What the task asks =
Set down each record below precisely, skipping the pictures.
-- Start of Items --
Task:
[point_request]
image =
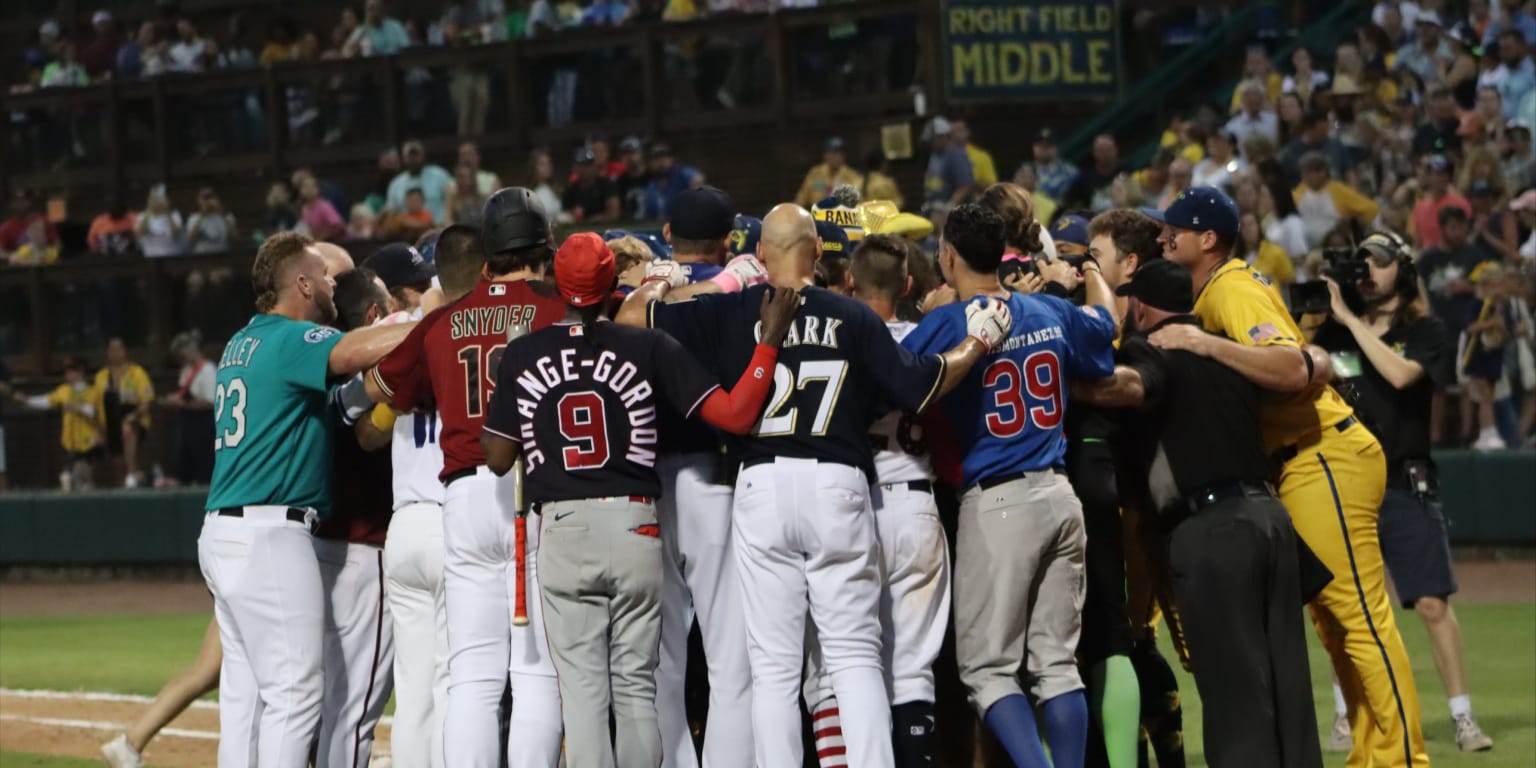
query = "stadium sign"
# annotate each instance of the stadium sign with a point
(1031, 49)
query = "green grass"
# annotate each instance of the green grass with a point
(139, 653)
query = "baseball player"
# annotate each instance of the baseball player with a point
(802, 529)
(349, 546)
(914, 552)
(413, 544)
(579, 403)
(1019, 552)
(271, 486)
(452, 361)
(1334, 473)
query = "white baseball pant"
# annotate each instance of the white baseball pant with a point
(271, 613)
(805, 538)
(699, 575)
(478, 579)
(360, 652)
(413, 584)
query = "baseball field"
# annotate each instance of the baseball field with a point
(79, 661)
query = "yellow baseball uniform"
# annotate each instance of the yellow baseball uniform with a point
(1332, 483)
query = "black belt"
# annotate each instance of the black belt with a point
(1226, 492)
(911, 486)
(458, 475)
(1000, 480)
(294, 513)
(1289, 452)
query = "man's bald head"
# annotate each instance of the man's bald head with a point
(337, 258)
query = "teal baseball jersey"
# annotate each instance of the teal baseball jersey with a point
(272, 421)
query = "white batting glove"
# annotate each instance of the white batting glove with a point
(988, 321)
(668, 272)
(741, 272)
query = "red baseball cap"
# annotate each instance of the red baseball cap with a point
(584, 269)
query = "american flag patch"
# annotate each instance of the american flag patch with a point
(1263, 332)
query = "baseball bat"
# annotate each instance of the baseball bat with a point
(519, 524)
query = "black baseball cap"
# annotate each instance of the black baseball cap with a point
(1161, 284)
(400, 264)
(702, 214)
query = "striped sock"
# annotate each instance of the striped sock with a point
(831, 751)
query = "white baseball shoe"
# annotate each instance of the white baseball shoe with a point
(122, 754)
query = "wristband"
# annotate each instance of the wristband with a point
(383, 418)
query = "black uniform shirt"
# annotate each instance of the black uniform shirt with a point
(584, 409)
(1198, 424)
(839, 370)
(1398, 417)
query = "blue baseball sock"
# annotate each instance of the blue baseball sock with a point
(1014, 724)
(1066, 728)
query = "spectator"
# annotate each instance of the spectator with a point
(486, 182)
(1255, 119)
(100, 54)
(833, 171)
(948, 180)
(1436, 194)
(541, 180)
(111, 232)
(466, 201)
(1264, 257)
(1515, 74)
(877, 178)
(126, 397)
(429, 178)
(1052, 172)
(1430, 56)
(667, 180)
(982, 168)
(14, 229)
(211, 229)
(320, 217)
(1324, 201)
(1303, 80)
(378, 34)
(194, 400)
(593, 197)
(82, 429)
(1221, 163)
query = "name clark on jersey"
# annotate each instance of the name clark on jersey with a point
(547, 374)
(820, 332)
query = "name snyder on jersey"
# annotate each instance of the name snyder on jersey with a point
(546, 374)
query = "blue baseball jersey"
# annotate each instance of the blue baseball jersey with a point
(1006, 415)
(272, 421)
(682, 435)
(839, 370)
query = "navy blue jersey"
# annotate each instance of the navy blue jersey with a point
(585, 409)
(1006, 415)
(839, 370)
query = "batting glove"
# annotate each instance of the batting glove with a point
(988, 321)
(741, 272)
(668, 272)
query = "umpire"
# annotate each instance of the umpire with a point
(1231, 546)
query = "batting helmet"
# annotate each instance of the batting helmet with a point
(513, 218)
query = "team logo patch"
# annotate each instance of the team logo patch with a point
(1263, 332)
(318, 334)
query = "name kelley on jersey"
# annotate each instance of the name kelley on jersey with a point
-- End of Items --
Response to the task =
Task:
[point_request]
image =
query = "stadium sign"
# annotate each instance of the stadium sign with a point
(1031, 49)
query = "green grass"
# annotate each instance of the green grass with a point
(139, 653)
query = "baseball player"
# annotate each instance of the baseball player with a point
(802, 529)
(349, 546)
(914, 552)
(413, 544)
(579, 403)
(1019, 552)
(271, 486)
(452, 361)
(1334, 473)
query = "white baseball pant"
# annotate each instance of the white baseball pant with a point
(271, 613)
(805, 538)
(699, 575)
(478, 579)
(360, 652)
(413, 584)
query = "baseball field"
# annotate each instance of the baseball field with a point
(79, 661)
query = "yellow baseball uniform"
# annotate each instance of the yellow baseball uniform with a point
(1332, 483)
query = "black belt"
# annotate each instance of the black belt with a point
(1226, 492)
(911, 486)
(458, 475)
(1000, 480)
(294, 513)
(1289, 452)
query = "man's bald head"
# annotate each instance of the man's bald head with a point
(337, 258)
query = "teal baseball jersey"
# annotate each instance of the teal baseball jersey with a point
(272, 421)
query = "white batting glove"
# annotate each instance of the white batting glove with a point
(988, 321)
(668, 272)
(741, 272)
query = "red baseball cap"
# annotate each instance of the red baseball cap with a point
(584, 269)
query = "american flag patch"
# annotate each instance of the american flag patch with a point
(1263, 332)
query = "baseball bat"
# annotate each instance of the baseball bat with a point
(519, 524)
query = "black baseball cap"
# annotate each instance of the black baseball cap with a point
(1161, 284)
(400, 264)
(702, 214)
query = "striped sock"
# annotate each instance of the striped sock with a point
(831, 751)
query = "white baseball shoe"
# annotate each instance of the white baseball shoe with a point
(122, 754)
query = "wristband"
# annotate each instance of the wristband with a point
(383, 418)
query = "black uniform shirt"
# annotate each instance of the black uniform shirt with a point
(584, 409)
(1198, 424)
(839, 370)
(1398, 417)
query = "blue baseball sock"
# annotate each instance of the blue baseball sock with a point
(1014, 724)
(1066, 728)
query = "spectator"
# annotate each instance of the spectator with a point
(486, 182)
(1255, 119)
(100, 54)
(833, 171)
(948, 180)
(1436, 194)
(541, 180)
(111, 232)
(466, 201)
(1264, 257)
(1515, 74)
(877, 178)
(126, 397)
(429, 178)
(1052, 172)
(1430, 56)
(667, 180)
(982, 168)
(14, 229)
(211, 229)
(320, 217)
(1324, 201)
(1303, 80)
(378, 34)
(194, 400)
(593, 197)
(82, 429)
(1221, 163)
query = "name clark on jersey"
# annotate each instance of the name clark on jersey with a point
(547, 374)
(820, 332)
query = "name snyder on jersey"
# annotate each instance of the name snyder on jersey with a point
(546, 374)
query = "blue baseball jersey"
# annotate each instance of the blue baseball jersey with a point
(1006, 415)
(272, 421)
(682, 435)
(839, 370)
query = "navy blue jersey"
# annotate each instance of the navy blue jersey with a point
(585, 409)
(1006, 415)
(839, 370)
query = "batting glove"
# annotate each instance of the batting glove with a point
(988, 321)
(741, 272)
(668, 272)
query = "umpire"
# annotate each instance of the umpire with a point
(1231, 546)
query = "batting helmet"
# annotate each instance of the batting helmet with a point
(513, 218)
query = "team logo patch"
# annotate each instance of the team logo patch with a point
(1263, 332)
(318, 334)
query = "name kelley on jersey"
# annotate each instance of the name kelley on jersey with a point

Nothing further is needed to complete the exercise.